==== SUPPLIED TEXT

Split Brains: Two Leaders, Two Truths

A split brain occurs when two nodes in a replicated system both believe they are the leader. Each accepts writes. The writes diverge. When the partition heals, the two datasets are irreconcilable without data loss or manual intervention.

What Causes Split Brains

Split brains happen when the failure detection mechanism incorrectly concludes that the leader has failed, promotes a replica, and the old leader is still alive.

The scenario:

The PostgreSQL primary is running normally.
A network partition isolates the primary from the Patroni/etcd cluster.
etcd’s Raft consensus (Chapter 4-S2) detects that the primary’s lease has expired.
Patroni promotes a replica to primary.
The old primary is still running, still accepting writes from clients on its side of the partition.
Two primaries. Two sets of writes. Split brain.

-- Concept: detecting split brain via timeline ID
-- PostgreSQL increments the timeline ID on every promotion.
-- If two nodes have different timeline IDs and both accept writes, split brain.

SELECT pg_is_in_recovery(), pg_control_system().timeline_id;
-- Node A: false (primary), timeline_id: 3
-- Node B: false (primary), timeline_id: 4
-- Both report as primary. Timeline IDs differ. Split brain confirmed.

========
==== EXTRACTED DATA

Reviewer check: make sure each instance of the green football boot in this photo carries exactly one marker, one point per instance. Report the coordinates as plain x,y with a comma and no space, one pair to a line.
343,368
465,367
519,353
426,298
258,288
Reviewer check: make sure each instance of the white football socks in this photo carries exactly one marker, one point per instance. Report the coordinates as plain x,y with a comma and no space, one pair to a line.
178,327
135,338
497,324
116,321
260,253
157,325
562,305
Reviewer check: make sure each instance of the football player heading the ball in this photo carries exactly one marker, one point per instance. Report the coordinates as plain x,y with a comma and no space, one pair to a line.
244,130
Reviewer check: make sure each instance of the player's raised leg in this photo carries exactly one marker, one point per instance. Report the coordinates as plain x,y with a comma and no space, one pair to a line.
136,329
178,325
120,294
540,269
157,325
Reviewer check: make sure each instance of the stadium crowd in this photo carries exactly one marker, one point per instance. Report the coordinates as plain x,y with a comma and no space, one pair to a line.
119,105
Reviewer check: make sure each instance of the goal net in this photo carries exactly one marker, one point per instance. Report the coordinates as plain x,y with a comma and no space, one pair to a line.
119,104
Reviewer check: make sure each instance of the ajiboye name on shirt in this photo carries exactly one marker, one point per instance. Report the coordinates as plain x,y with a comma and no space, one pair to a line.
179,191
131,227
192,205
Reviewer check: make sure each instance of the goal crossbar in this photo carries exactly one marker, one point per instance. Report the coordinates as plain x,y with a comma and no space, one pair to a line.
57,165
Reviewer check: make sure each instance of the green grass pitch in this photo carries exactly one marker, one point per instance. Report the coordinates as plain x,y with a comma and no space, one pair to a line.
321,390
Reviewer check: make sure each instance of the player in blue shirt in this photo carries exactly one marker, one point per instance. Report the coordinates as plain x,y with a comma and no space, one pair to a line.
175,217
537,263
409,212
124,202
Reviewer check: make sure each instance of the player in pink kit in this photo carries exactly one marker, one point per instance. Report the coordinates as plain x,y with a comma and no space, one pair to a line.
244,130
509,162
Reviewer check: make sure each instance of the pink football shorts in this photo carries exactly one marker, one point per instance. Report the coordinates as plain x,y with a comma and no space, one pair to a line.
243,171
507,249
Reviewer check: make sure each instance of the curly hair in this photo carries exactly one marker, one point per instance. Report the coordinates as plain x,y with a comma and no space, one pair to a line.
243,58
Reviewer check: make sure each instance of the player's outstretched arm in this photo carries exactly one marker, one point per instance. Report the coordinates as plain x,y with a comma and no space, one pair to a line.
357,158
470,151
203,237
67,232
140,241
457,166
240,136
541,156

========

TASK PROMPT: Please extend the passage on split brains in replicated databases, picking up right after its final line.

IN RESPONSE:
Prevention

The standard prevention is fencing: when a replica is promoted, the old primary must be forcefully shut down (STONITH: Shoot The Other Node In The Head).

# Concept: Patroni fencing configuration
# The promoted replica executes a fencing command to kill the old primary

postgresql:
  callbacks:
    on_role_change: /usr/local/bin/fence-old-primary.sh

# fence-old-primary.sh:
# 1. Send SIGTERM to the old primary's PostgreSQL process
# 2. If that fails, revoke the old primary's network access via firewall rule
# 3. If that fails, power-cycle the old primary via IPMI/BMC
# The goal is to ensure the old primary stops accepting writes before the
# new primary starts. The fencing must succeed before promotion completes.

Network Partitions: The CAP Theorem in Practice

The CAP theorem states that during a network partition, a distributed system must choose between consistency (all nodes see the same data) and availability (all nodes respond to requests). You cannot have both during a partition.

In practice, this is not a global system-wide choice. It is a per-operation decision.

# Concept: observing a network partition in Kafka
# Broker 3 is partitioned from brokers 1 and 2.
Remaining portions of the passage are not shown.